(Job) Rewrite the part of the KNIME and R installation article below that opens with the words "There is an" and closes with "along the way.", replacing "quirks" with "oddities".

(Passage shown)
⁂
GETTING STARTED | R/RSTUDIO | KNIME ANALYTICS PLATFORM

KNIME and R — installation across operating systems — some remarks

TL;DR: KNIME and R/RStudio are great working together, a few hints like employing Conda might make their cooperation even better

Markus Lauber
Low Code for Data Science
11 min readFeb 16, 2023

--

KNIME loves R

Just show me the KNIME & R workflows:

There is an official Guide to KNIME and R installation and you should read it. It will cover most issues and if everything works you are fine and can stop reading.

This article would like to add a few explanations and remarks and deal with some quirks that might (or might not) arise along the way.

People sometimes confuse the various R integrations in KNIME. There are basically 3 of them:

  1. The official KNIME/R integration which is what you should use most of the time! Unless there is a specific reason not to.
  2. An R community integration which will require Rserve to be run in the back on its own (we come to that package in a moment).
  3. Windows Binaries of R. If you do not want to deal with all the installations and just use some basic R — it only works with Windows as the name suggests. You would not be able to update this one — so maybe stay away …

Please do not get confused about these integrations and if in doubt check or just install the official one called: “KNIME Interactive R Statistics Integration”.

KNIME Interactive R Statistics Integration
“KNIME Interactive R Statistics Integration”.

Also you might want to install an IDE like RStudio to help you control your R installation (and maybe do other stuff with R).
⁂
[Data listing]
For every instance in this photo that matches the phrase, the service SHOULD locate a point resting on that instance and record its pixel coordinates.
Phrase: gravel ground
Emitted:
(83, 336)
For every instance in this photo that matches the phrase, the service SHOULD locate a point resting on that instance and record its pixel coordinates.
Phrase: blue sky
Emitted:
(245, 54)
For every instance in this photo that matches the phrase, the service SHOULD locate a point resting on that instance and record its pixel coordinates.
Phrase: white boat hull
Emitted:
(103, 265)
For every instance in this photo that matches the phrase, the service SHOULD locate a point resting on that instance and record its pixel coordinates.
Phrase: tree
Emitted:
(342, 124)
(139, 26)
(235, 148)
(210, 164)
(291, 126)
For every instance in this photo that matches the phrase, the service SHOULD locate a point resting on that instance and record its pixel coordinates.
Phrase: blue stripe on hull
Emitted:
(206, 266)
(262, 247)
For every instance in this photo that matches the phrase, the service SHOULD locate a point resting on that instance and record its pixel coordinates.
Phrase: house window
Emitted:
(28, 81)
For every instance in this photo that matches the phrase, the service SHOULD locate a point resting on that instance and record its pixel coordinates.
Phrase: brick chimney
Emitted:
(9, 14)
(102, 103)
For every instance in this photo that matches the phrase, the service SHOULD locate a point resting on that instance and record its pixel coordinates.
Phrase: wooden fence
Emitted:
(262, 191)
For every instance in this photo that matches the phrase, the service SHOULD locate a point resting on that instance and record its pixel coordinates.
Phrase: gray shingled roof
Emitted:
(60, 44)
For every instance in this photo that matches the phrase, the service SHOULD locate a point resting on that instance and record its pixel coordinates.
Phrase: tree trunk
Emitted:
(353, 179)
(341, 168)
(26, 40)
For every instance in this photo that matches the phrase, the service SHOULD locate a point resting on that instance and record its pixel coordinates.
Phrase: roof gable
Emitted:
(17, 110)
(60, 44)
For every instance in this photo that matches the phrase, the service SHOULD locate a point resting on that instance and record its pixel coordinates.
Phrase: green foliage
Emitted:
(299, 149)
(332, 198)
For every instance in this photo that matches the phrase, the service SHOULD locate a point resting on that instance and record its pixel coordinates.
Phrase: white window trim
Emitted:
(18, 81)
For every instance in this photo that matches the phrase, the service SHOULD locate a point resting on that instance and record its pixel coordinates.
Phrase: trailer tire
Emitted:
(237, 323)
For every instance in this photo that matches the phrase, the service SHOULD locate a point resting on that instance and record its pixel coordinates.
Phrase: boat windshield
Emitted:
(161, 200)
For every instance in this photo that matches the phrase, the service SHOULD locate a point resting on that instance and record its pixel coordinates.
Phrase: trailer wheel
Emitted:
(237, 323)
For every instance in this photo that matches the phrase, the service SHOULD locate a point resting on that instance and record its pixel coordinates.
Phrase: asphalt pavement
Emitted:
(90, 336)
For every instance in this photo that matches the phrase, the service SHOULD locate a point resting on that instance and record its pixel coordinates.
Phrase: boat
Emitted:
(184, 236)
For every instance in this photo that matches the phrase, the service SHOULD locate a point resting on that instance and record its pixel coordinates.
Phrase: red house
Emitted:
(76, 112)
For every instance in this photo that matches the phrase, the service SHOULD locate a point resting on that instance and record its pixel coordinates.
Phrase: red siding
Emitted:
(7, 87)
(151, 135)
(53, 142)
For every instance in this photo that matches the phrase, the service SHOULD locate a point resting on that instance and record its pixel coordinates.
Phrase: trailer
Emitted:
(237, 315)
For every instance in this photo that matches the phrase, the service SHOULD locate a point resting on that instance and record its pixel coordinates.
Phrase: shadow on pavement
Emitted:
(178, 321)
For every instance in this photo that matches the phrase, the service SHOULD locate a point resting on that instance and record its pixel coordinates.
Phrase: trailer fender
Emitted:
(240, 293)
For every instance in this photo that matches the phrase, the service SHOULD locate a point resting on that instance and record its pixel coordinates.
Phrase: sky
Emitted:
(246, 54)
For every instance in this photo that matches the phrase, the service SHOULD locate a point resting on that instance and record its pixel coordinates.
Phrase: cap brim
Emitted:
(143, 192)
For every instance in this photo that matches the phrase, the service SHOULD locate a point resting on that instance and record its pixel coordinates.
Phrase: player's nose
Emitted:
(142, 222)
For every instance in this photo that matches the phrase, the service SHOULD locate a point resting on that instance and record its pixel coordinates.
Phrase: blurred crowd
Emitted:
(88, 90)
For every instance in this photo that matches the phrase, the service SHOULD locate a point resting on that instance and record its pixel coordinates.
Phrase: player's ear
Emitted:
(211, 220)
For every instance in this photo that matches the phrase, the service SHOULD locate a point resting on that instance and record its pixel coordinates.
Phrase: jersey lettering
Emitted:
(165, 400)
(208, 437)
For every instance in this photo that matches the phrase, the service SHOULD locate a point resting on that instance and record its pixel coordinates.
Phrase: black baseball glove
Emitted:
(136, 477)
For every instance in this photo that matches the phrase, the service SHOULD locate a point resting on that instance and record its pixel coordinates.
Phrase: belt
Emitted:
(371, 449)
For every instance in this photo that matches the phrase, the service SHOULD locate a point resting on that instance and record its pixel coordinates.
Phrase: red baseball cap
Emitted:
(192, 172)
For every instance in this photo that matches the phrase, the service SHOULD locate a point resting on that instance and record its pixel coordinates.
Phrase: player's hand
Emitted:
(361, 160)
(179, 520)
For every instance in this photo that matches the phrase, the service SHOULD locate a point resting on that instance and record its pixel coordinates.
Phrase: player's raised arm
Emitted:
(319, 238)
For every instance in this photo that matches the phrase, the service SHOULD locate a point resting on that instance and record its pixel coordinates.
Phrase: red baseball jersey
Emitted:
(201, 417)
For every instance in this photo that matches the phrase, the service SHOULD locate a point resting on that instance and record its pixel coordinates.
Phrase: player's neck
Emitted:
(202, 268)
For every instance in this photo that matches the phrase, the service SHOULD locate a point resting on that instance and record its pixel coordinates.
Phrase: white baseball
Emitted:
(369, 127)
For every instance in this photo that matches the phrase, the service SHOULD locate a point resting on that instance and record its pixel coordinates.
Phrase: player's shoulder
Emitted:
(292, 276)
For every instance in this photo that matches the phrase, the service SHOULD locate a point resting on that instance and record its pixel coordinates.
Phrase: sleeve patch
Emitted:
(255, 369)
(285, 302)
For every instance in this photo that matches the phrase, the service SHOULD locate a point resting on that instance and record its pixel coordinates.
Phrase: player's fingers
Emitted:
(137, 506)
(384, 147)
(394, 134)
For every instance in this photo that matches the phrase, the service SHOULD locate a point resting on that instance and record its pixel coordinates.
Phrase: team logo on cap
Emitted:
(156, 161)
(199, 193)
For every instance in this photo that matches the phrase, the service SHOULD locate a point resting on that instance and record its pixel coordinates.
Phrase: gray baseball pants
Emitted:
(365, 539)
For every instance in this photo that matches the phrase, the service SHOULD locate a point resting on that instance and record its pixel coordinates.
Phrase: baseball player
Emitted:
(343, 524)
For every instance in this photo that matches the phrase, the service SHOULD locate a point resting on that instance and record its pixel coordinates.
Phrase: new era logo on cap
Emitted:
⁂
(Final result)
There is an official Guide to KNIME and R installation and you should read it. It will cover most issues and if everything works you are fine and can stop reading.

This article would like to add a few explanations and remarks and deal with some oddities that might (or might not) arise along the way.